Source data

########

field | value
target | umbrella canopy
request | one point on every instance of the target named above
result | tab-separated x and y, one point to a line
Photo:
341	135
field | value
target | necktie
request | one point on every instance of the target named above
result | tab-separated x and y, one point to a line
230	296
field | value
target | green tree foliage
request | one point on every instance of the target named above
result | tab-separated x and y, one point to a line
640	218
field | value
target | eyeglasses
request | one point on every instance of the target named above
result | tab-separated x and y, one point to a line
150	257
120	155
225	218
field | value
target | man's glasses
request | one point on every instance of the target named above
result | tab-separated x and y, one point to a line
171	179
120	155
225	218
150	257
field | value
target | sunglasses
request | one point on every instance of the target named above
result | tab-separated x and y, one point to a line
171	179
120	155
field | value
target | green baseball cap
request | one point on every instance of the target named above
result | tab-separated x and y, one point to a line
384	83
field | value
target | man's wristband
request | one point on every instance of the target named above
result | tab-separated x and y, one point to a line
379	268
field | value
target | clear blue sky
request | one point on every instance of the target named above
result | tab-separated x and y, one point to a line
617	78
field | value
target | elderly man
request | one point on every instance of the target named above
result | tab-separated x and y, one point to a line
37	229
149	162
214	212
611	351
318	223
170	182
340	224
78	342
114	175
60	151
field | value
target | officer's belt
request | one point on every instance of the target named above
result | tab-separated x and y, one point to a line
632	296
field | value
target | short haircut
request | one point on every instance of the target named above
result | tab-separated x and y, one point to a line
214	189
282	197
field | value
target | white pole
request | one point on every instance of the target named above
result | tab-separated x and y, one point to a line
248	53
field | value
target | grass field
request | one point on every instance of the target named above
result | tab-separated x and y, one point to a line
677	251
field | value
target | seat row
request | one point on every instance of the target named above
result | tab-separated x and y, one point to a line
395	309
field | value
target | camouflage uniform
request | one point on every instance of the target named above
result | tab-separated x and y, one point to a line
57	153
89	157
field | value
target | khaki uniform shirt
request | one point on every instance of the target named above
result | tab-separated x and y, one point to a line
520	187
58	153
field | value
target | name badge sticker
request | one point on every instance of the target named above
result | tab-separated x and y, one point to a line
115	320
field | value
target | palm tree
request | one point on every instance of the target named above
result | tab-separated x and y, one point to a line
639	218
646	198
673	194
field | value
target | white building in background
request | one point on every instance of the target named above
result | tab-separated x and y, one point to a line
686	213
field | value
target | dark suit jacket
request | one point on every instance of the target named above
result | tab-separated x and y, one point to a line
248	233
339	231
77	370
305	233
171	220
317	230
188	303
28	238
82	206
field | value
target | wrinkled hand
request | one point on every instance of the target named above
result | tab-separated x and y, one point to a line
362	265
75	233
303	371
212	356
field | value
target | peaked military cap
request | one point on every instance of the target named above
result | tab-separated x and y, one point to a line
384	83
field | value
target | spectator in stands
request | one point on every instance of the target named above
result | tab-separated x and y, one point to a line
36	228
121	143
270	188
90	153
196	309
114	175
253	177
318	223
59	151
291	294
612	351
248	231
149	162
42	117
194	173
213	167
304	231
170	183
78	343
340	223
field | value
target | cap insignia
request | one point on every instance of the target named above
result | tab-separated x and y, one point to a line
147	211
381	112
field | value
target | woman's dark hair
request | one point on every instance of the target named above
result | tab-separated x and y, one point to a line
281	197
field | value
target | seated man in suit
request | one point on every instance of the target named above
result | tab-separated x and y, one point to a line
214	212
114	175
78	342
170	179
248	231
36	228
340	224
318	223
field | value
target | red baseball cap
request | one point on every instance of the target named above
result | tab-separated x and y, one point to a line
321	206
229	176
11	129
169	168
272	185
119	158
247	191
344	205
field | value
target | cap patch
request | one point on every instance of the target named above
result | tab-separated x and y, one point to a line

########

About this exercise: Exactly as they stand above, write out the entries.

Response area:
field | value
target | umbrella canopy
request | one point on every instance of the target named above
result | tab-separated x and y, one point to a line
Photo:
341	135
field | value
target | necktie
request | one point on every instance of the target named above
result | tab-separated x and y, one point to a line
230	296
field | value
target | green tree foliage
request | one point on every instance of the target named above
result | tab-separated x and y, one point to a line
640	218
field | value
target | eyeglasses
request | one point on every instance of the target named above
result | tab-separated x and y, one point to a line
150	257
120	155
225	218
field | value
target | man's glasses
request | one point on every instance of the target named above
result | tab-separated x and y, one point to a line
171	179
120	155
225	218
150	257
field | value
target | sunglasses
request | one point on every instance of the target named above
result | tab-separated x and y, one point to a line
171	179
120	155
field | value
target | green baseball cap
request | one point on every instance of the target named above
result | tab-separated x and y, one point to a line
384	83
field | value
target | man's wristband
request | one point on every instance of the target named above
result | tab-separated x and y, one point to a line
379	268
field | value
target | clear blue sky
request | one point on every instance of the target named above
result | tab-separated x and y, one point to a line
617	78
field | value
target | elderly man
request | one point on every instance of the target named above
result | tab-separated x and y, one point to a line
37	229
149	162
214	212
611	351
318	223
170	182
340	224
78	342
114	175
60	151
field | value
target | officer's belt
request | one point on every instance of the target named above
result | tab-separated x and y, one point to a line
632	296
field | value
target | short haircut
request | one point on every instance of the target named above
result | tab-separated x and y, one point to a line
214	189
282	197
field | value
target | white pole
request | one point on every instance of the target named above
result | tab-separated x and y, one point to a line
248	53
field | value
target | grass field
request | one point on every instance of the target named above
result | tab-separated x and y, one point to a line
677	251
field | value
target | seat row
request | one point on every instance of the target named above
result | tab-separated x and y, one point to a line
395	309
field | value
target | camouflage uniform
request | one point on every instance of the target named above
result | tab-separated x and y, one point to a line
57	153
89	157
field | value
target | khaki uniform shirt
request | one point on every instance of the target named above
result | tab-separated x and y, one point to a line
520	187
58	153
field | value
target | name badge sticker
request | one point on every instance of the target named above
result | tab-separated x and y, one point to a line
115	320
field | value
target | palm tree
request | one point on every instance of the target named above
result | tab-separated x and y, one point to a line
639	218
646	198
673	194
field | value
target | white building in background
request | one point on every instance of the target named above
result | tab-separated x and y, one point to a line
686	213
field | value
target | dark suit jacket
request | one point on every instance of the target named above
result | tab-separated x and y, one point to a line
248	233
339	231
77	370
305	233
171	220
317	230
188	303
28	238
82	206
field | value
target | wrinkled hand
request | one point on every instance of the target named above
result | tab-separated x and y, one point to a line
362	265
75	233
303	371
212	356
field | value
target | peaked military cap
request | one point on every instance of the target named above
result | tab-separated x and y, one point to a line
384	83
field | value
target | spectator in stands
request | one point on every instance of the target named above
result | tab-separated x and y, one point to a line
36	228
121	143
270	188
90	153
196	309
114	175
253	177
318	223
59	151
291	294
612	351
248	231
149	162
42	117
194	173
213	167
304	231
170	183
78	343
340	223
field | value
target | cap insignia
request | one point on every instance of the target named above
result | tab-separated x and y, one point to a line
147	211
381	112
field | value
target | woman's dark hair
request | one point on every instance of the target named above
result | tab-separated x and y, one point to a line
281	197
field | value
target | seated man in suit
request | one point on every instance of the target named above
result | tab-separated x and y, one point to a line
214	212
114	175
78	342
170	179
248	231
36	228
340	224
318	223
field | value
target | red baseball cap
request | one point on every instance of the target named above
result | tab-separated x and y, one point to a line
321	206
229	176
11	129
169	168
272	185
119	158
247	191
344	205
field | value
target | cap patch
request | one point on every instance of the target named above
result | tab-separated x and y, one point to a line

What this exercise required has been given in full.